Count the lines in the entries below that contain the string "canopy", matching case exactly, and give only the number.

++++ Data in this exercise

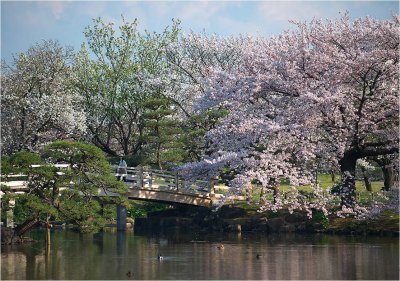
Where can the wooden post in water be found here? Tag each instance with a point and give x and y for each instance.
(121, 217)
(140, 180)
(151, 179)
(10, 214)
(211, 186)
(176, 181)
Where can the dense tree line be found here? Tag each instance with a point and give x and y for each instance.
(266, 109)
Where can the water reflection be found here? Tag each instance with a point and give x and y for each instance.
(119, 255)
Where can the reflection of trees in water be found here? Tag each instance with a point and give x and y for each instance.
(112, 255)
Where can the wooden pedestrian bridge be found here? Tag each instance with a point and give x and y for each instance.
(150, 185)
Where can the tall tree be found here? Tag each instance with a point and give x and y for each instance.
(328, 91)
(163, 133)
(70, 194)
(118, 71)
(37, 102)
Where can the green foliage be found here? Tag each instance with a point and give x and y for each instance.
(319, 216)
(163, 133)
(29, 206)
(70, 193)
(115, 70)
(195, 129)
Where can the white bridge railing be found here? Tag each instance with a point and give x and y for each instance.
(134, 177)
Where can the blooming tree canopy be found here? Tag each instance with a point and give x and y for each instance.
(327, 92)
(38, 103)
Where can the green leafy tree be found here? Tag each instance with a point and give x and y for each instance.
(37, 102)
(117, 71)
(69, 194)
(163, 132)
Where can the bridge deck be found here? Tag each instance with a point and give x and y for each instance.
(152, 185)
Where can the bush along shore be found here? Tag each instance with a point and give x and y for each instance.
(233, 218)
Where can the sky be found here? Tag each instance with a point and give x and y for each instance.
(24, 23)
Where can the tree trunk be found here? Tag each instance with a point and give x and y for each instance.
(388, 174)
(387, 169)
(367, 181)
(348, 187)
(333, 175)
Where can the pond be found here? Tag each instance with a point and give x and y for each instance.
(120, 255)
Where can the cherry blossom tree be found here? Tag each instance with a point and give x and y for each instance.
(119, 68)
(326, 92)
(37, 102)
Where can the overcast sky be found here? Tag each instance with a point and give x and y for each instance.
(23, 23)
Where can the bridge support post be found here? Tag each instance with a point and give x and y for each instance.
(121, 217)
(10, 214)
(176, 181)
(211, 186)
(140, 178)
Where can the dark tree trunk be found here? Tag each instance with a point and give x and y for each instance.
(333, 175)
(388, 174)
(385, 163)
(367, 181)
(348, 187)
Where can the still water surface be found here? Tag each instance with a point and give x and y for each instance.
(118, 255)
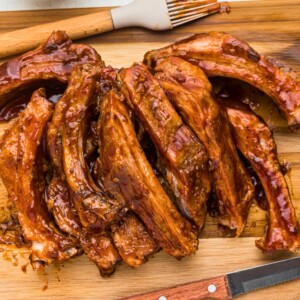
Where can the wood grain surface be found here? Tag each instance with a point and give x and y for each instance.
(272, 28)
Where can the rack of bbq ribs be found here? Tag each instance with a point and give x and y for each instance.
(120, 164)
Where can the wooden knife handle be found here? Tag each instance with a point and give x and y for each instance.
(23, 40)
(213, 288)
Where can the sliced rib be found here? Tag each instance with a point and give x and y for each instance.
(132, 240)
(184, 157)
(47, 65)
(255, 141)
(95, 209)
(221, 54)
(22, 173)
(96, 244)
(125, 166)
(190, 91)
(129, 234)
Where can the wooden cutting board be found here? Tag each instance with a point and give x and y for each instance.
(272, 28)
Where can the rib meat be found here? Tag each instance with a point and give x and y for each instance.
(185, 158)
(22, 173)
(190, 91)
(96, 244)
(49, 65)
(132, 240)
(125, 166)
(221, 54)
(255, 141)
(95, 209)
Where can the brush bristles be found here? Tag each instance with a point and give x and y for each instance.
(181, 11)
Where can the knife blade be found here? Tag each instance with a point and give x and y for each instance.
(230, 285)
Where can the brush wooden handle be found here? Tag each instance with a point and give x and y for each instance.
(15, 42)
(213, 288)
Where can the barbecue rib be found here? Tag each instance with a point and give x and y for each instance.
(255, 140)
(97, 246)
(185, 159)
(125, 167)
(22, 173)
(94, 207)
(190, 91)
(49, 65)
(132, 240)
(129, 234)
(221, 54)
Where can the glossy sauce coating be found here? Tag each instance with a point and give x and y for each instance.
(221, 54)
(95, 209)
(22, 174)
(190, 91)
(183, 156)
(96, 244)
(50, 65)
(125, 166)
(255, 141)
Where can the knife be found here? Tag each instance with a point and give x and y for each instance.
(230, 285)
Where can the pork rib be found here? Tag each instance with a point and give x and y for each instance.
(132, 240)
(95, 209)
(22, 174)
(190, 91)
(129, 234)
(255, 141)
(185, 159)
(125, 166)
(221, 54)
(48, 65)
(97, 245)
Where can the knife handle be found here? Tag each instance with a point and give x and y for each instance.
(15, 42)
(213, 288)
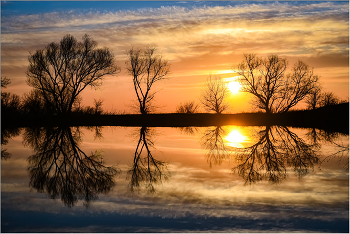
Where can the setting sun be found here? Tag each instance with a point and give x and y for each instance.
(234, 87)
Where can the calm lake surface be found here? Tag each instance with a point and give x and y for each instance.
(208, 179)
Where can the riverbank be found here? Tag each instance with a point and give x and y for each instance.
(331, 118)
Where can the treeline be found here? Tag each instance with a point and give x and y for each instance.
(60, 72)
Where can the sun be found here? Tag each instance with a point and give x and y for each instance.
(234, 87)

++++++++
++++ Data in this exercise

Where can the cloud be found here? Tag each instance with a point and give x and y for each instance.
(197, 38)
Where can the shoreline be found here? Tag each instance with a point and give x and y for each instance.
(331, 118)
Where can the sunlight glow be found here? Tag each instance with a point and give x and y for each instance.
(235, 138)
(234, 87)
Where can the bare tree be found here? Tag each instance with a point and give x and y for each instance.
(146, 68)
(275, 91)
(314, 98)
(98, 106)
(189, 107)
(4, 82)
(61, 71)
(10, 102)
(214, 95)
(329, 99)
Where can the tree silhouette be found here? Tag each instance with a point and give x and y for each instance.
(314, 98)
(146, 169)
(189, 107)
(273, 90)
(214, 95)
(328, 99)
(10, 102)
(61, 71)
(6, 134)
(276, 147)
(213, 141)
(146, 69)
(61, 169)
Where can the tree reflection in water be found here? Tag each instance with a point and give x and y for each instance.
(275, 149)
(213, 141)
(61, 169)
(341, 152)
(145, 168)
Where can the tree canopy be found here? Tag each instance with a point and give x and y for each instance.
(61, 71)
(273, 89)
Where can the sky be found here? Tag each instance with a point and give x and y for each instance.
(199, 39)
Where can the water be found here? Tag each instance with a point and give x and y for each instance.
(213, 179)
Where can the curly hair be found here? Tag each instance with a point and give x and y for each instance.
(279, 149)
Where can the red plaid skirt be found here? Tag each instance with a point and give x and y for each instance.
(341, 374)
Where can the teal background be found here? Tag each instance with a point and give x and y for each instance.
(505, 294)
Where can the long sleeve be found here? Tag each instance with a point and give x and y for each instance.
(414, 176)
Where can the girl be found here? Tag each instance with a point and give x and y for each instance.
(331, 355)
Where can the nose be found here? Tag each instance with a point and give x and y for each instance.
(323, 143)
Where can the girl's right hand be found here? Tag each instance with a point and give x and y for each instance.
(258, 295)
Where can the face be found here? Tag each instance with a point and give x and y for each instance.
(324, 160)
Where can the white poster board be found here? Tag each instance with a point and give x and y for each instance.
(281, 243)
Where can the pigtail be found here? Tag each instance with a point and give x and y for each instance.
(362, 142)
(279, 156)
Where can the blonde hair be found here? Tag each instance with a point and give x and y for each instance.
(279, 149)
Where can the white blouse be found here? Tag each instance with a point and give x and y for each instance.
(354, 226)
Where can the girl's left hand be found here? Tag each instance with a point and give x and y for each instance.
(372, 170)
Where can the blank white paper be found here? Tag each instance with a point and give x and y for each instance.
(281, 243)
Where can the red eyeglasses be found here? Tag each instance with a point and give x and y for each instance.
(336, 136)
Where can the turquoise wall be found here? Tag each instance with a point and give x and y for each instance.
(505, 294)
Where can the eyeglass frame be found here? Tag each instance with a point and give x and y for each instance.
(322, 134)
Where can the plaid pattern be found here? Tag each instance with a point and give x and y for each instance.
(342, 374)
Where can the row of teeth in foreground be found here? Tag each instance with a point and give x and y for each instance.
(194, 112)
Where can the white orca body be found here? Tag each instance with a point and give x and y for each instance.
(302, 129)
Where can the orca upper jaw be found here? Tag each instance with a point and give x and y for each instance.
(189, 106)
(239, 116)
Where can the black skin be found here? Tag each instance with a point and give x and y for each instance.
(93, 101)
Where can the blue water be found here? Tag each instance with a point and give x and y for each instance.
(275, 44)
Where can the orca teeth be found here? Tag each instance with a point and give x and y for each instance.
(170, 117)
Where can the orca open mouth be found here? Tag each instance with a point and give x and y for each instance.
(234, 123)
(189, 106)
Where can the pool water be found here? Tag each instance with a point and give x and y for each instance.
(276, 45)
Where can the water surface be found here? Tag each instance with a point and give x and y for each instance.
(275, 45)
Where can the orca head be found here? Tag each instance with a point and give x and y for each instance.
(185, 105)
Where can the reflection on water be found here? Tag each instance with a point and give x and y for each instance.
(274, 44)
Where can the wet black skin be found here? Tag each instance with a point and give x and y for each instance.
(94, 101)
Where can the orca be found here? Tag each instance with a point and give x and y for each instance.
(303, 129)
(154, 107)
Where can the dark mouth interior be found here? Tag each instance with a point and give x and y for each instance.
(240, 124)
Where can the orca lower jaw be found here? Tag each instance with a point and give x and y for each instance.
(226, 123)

++++++++

Solution to the exercise: 2